◆ WHAT IS REQUIRED
Decide whether each statement below agrees with the passage on fishing-pattern predictors, answering yes or no and quoting the deciding words of the passage. 1. In the Taiwanese models, distance to Malakal Harbor was the most important predictor. 2. In the Japanese models, CHL contributed about 20%. 3. The important variables differed sharply between presence/absence and count models.

◆ QUOTED PASSAGE

────

The variables that were important in driving fishing patterns were fairly similar for presence/absence and count models for each flag state. For the Taiwanese models, the most important predictor variable was distance to Malakal Harbor, contributing ~40%, while the remaining predictors (U/V velocity, MLD, ADT, and CHL) contributed 10–15% to the models (Figs S6, S7). For the Japanese models, the main predictors were ADT and MLD, contributing roughly 20% each, while the remaining variables (Distance, U/V velocity, and CHL) contributed 12–17% to the models (Figs S6, S7).

────

[Dataset items]
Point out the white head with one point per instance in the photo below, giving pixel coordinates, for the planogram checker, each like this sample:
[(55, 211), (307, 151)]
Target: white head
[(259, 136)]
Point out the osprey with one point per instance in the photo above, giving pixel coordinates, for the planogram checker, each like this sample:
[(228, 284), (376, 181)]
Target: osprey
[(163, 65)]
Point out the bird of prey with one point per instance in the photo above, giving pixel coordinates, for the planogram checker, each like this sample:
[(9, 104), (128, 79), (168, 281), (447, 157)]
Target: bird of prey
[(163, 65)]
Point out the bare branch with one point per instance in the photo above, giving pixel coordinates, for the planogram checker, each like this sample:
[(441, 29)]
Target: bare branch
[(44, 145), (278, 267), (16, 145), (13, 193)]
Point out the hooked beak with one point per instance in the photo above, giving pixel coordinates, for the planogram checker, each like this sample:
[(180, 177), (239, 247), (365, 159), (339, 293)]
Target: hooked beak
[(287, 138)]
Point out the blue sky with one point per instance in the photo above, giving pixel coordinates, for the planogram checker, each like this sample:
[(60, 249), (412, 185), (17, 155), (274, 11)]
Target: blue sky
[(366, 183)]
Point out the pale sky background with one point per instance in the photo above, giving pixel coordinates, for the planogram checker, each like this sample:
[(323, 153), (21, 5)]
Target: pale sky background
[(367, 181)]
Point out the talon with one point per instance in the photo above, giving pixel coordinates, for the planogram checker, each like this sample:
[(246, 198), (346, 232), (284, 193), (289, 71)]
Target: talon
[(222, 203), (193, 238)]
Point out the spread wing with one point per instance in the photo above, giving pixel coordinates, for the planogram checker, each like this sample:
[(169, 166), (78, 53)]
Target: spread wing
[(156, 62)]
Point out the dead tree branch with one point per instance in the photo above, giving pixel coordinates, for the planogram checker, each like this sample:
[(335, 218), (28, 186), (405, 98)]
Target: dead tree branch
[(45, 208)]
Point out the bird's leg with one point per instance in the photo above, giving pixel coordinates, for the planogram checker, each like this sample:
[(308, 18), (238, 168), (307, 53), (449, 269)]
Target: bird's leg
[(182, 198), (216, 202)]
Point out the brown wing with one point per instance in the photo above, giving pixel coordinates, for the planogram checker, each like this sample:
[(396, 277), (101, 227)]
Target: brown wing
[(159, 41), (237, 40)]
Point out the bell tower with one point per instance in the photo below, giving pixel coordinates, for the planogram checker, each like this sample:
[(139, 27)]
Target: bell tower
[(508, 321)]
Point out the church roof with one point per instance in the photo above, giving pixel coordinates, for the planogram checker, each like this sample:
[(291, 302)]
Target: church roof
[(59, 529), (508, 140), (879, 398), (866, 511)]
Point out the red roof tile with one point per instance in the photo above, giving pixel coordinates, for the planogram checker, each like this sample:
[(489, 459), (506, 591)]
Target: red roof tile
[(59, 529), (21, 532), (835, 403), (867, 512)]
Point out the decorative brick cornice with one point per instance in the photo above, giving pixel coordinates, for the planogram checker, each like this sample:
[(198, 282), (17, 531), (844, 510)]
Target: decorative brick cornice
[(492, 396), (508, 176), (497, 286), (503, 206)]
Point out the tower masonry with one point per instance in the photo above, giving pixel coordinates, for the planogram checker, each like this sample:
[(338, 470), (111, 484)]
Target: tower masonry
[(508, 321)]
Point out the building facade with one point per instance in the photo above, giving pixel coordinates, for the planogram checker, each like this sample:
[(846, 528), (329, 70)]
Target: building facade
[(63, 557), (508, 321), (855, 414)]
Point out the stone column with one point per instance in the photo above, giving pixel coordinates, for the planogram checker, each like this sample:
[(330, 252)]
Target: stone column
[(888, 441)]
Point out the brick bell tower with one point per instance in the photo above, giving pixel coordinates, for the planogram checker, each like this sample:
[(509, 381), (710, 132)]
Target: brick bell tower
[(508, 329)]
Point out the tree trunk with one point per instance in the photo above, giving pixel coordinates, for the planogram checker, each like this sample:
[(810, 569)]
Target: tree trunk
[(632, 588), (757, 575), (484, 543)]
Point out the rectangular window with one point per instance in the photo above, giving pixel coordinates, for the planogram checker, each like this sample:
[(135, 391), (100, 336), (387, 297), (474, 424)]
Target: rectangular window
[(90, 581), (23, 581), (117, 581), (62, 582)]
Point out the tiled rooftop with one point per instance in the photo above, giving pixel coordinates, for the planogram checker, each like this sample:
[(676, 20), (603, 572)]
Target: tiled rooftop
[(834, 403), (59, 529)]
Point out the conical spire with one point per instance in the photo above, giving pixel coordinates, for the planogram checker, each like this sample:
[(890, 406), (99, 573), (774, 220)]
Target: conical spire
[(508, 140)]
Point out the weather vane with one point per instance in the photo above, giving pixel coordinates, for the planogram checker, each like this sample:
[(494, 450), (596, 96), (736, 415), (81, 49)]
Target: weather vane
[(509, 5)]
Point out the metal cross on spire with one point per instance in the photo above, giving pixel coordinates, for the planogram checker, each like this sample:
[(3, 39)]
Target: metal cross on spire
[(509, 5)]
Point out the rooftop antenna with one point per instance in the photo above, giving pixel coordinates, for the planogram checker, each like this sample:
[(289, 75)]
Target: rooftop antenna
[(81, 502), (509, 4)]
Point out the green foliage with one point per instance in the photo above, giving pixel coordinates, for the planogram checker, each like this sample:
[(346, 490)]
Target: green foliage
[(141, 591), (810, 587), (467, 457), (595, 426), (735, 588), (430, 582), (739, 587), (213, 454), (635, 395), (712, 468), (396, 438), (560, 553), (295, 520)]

────

◆ ANSWER TO THIS PROBLEM
1. Yes: "the most important predictor variable was distance to Malakal Harbor, contributing ~40%"
2. No: "the remaining variables (Distance, U/V velocity, and CHL) contributed 12–17% to the models"
3. No: "fairly similar for presence/absence and count models for each flag state"